Instruction 1:
Collect every line from the rows that contains the word "people"; case counts.

This yields correct but suboptimal code:
_foo:
  subq $16, %rsp
  movsd %xmm0, (%rsp)
  movsd %xmm1, 8(%rsp)
  movss (%rsp), %xmm0
  addss 4(%rsp), %xmm0
  addss 8(%rsp), %xmm0
  addss 12(%rsp), %xmm0
  addq $16, %rsp
  ret

We really want:

_foo:
  movaps %xmm0, %xmm2
  shufps $1, %xmm2, %xmm2
  addss %xmm2, %xmm0
  addss %xmm1, %xmm0
  shufps $1, %xmm1, %xmm1
  addss %xmm1, %xmm0
  ret

-Chris

It's useful to notice that the formulation of something in the IR
doesn't force the code generator to do anything (e.g. x86-32 passes
almost everything in the stack regardless of whether you use scalars
or byval), but it does have an impact on the optimizers and compile
time.

I still have the crazy idea that it should be possible to represent
the stack frame explicitly in llvm IL and have the FE handle 99% of
the ABI. But that will have to wait a bit :slight_smile:

Cheers,

I still have the crazy idea that it should be possible to represent
the stack frame explicitly in llvm IL and have the FE handle 99% of
the ABI. But that will have to wait a bit :slight_smile:

People writing front-ends and going to just love that :slight_smile:

Ciao,

Duncan.

People writing front-ends and going to just love that :slight_smile:

It can sure be in a library, so that clang and llvm-gcc don't have to
duplicate that, but it would make it easier for a language with a very
non-C like ABI to be implemented with llvm.

Ciao,

Duncan.

Cheers,

Supplied material:

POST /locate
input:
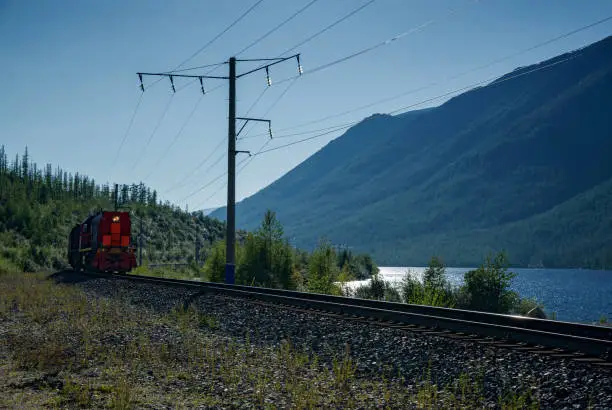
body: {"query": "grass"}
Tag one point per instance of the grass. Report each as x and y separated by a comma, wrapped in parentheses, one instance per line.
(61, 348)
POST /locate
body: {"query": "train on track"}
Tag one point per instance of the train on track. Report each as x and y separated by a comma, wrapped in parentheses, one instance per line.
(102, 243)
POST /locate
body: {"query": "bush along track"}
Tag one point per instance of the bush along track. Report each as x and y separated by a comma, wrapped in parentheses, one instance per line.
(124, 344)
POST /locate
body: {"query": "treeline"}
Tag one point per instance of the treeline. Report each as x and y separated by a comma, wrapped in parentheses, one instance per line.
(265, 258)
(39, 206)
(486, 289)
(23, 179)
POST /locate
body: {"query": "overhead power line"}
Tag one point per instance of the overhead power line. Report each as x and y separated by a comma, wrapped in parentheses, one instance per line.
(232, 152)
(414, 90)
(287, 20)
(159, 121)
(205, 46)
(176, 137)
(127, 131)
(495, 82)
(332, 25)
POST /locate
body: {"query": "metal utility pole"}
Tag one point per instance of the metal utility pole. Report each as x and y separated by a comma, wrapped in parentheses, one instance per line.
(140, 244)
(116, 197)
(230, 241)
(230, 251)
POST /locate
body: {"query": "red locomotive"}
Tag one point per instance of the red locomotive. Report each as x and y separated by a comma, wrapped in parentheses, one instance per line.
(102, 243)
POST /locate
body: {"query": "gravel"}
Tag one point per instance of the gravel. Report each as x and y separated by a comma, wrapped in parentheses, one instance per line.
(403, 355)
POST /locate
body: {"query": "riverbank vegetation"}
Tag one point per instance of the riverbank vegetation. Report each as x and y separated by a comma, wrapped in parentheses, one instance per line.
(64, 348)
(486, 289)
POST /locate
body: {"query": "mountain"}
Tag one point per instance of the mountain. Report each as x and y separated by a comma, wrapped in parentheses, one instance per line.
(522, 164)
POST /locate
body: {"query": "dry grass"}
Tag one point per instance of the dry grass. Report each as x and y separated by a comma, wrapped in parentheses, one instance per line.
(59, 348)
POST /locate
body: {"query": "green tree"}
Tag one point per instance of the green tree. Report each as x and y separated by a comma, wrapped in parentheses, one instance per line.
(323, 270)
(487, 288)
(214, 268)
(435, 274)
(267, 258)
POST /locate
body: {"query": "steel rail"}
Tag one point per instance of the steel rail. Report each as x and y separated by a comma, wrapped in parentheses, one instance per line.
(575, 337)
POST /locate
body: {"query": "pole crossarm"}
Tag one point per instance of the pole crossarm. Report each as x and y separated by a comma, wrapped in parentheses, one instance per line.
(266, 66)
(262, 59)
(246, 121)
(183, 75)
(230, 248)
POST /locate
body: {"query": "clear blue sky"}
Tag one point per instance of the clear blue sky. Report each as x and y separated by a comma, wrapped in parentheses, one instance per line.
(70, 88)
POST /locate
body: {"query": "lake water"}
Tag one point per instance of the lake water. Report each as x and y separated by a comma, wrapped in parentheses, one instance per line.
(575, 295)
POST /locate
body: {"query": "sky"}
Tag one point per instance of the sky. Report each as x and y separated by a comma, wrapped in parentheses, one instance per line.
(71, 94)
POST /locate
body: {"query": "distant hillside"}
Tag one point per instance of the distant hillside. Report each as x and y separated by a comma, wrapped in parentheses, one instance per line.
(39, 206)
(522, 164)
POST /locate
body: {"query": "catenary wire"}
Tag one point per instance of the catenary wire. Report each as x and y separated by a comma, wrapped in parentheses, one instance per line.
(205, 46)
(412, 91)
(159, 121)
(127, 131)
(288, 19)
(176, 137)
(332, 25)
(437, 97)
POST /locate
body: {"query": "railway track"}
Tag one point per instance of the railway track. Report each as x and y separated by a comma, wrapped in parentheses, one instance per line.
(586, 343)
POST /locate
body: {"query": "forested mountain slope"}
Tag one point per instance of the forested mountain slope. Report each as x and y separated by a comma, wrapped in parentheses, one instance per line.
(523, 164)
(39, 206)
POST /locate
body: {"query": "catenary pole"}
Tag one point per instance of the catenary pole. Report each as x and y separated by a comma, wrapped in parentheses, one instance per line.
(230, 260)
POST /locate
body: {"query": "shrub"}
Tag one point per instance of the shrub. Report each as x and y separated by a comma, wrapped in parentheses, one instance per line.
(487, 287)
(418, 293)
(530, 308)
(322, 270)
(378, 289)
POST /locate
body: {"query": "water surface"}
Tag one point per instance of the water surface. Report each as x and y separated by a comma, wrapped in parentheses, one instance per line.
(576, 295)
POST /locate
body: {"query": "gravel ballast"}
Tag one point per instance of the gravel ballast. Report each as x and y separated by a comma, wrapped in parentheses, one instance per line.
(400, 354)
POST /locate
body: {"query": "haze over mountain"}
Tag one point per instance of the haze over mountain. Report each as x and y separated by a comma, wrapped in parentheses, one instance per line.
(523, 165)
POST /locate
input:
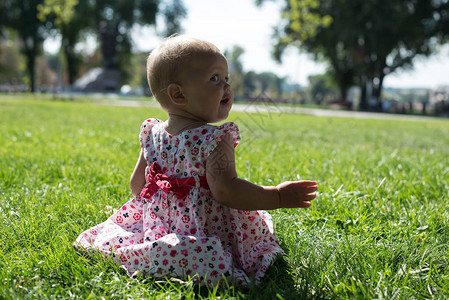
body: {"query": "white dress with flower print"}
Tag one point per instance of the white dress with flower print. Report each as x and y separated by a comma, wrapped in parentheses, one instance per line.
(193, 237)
==
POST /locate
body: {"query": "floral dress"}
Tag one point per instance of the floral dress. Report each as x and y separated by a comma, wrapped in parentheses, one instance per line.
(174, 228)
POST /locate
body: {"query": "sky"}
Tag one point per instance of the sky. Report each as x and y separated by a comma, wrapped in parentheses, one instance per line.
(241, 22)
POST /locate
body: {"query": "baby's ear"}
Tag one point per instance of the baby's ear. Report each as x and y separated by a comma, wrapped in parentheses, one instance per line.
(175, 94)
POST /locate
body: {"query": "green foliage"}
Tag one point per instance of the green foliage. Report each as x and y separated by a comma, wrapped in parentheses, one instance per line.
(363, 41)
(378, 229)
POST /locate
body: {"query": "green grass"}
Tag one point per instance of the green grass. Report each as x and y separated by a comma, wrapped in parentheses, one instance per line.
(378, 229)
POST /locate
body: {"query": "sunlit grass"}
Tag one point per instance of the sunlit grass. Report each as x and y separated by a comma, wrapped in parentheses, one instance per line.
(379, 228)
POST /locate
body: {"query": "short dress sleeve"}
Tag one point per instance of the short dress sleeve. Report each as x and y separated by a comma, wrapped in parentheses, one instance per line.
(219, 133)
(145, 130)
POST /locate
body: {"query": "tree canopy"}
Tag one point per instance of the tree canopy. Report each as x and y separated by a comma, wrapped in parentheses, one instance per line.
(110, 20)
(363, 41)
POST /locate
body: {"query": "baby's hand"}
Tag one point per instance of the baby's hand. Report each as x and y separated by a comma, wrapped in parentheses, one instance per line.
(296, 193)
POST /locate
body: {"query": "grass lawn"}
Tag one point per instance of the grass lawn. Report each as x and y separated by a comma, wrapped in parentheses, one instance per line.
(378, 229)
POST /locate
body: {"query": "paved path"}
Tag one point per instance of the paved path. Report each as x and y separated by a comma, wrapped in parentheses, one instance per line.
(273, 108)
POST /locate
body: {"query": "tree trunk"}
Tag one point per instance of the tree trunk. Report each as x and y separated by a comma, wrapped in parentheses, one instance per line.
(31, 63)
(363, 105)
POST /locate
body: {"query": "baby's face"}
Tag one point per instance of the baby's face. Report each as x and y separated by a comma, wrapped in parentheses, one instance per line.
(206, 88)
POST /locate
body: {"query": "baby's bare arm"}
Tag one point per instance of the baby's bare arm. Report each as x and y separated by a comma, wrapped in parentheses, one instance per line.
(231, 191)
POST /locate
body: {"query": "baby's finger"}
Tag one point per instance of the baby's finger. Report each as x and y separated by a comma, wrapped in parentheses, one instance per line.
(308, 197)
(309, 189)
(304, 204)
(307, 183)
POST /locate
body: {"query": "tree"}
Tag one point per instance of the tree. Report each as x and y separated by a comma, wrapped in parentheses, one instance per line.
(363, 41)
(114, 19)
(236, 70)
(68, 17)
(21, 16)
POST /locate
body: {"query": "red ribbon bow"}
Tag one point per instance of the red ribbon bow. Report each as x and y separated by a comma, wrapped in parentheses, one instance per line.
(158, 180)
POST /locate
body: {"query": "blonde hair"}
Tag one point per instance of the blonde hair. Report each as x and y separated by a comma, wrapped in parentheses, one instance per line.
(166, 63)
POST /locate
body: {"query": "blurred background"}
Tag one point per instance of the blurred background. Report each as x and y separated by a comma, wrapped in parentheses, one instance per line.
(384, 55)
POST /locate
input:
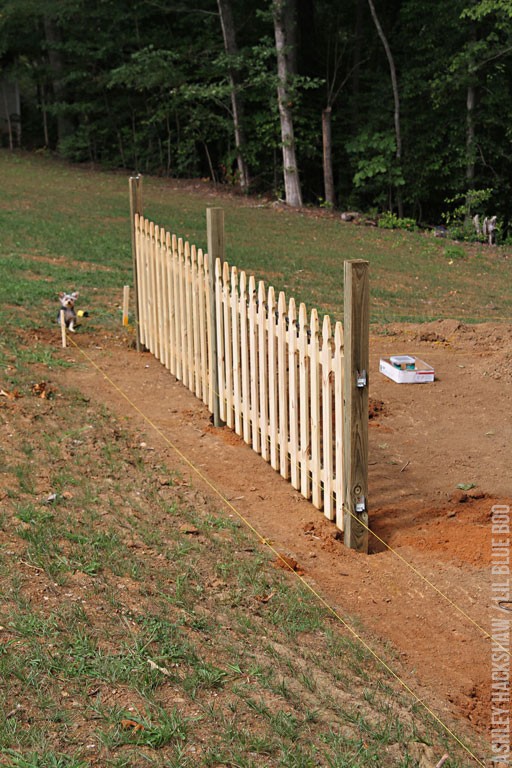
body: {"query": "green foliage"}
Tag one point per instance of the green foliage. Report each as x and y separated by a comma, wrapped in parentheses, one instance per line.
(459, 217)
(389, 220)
--
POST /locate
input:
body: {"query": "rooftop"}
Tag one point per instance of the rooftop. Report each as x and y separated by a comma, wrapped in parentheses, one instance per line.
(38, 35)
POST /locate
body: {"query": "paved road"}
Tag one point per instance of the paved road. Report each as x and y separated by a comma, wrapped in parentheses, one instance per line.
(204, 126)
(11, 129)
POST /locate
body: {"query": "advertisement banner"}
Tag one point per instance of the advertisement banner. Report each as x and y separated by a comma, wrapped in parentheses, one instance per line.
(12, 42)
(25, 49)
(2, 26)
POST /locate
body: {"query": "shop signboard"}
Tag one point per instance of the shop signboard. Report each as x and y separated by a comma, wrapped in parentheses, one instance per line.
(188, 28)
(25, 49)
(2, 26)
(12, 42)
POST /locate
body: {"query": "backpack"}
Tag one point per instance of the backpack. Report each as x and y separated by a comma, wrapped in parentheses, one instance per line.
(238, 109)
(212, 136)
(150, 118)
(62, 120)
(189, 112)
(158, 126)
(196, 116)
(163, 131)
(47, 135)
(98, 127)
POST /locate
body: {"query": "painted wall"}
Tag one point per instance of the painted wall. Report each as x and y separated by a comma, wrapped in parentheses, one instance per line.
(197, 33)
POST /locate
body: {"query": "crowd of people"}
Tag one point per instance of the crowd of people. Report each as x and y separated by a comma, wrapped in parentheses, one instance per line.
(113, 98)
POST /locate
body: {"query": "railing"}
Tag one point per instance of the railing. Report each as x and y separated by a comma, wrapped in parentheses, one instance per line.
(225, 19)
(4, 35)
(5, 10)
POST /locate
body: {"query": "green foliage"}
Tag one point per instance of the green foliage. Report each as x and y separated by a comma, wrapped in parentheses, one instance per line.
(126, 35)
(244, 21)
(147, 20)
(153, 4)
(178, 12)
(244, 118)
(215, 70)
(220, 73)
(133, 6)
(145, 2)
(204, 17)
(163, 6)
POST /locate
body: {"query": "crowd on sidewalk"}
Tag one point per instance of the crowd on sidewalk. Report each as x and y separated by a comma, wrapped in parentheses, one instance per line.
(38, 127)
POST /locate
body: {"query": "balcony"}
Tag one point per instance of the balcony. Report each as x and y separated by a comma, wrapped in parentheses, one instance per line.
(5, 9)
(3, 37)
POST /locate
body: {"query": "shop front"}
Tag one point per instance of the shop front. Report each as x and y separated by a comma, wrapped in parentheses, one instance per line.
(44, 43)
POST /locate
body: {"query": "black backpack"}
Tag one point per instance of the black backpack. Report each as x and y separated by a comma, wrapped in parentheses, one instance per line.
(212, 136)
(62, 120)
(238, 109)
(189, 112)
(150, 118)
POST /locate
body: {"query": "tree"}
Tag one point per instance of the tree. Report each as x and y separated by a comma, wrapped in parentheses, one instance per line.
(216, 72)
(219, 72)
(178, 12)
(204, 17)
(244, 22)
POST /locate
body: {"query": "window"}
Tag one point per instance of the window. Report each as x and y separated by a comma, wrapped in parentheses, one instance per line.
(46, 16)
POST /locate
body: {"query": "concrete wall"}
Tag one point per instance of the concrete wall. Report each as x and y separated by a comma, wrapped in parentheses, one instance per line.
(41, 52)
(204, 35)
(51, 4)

Instruction 2:
Retype the LLVM code generation excerpt word for word, from "It can sure" to "implemented with llvm.".

Output 1:
body: {"query": "crowd of people"}
Tag one point per instance of the crowd of people. Report each as x and y separated by a comma, wrapped in parentheses, one instance per line.

Output 2:
It can sure be in a library, so that clang and llvm-gcc don't have to
duplicate that, but it would make it easier for a language with a very
non-C like ABI to be implemented with llvm.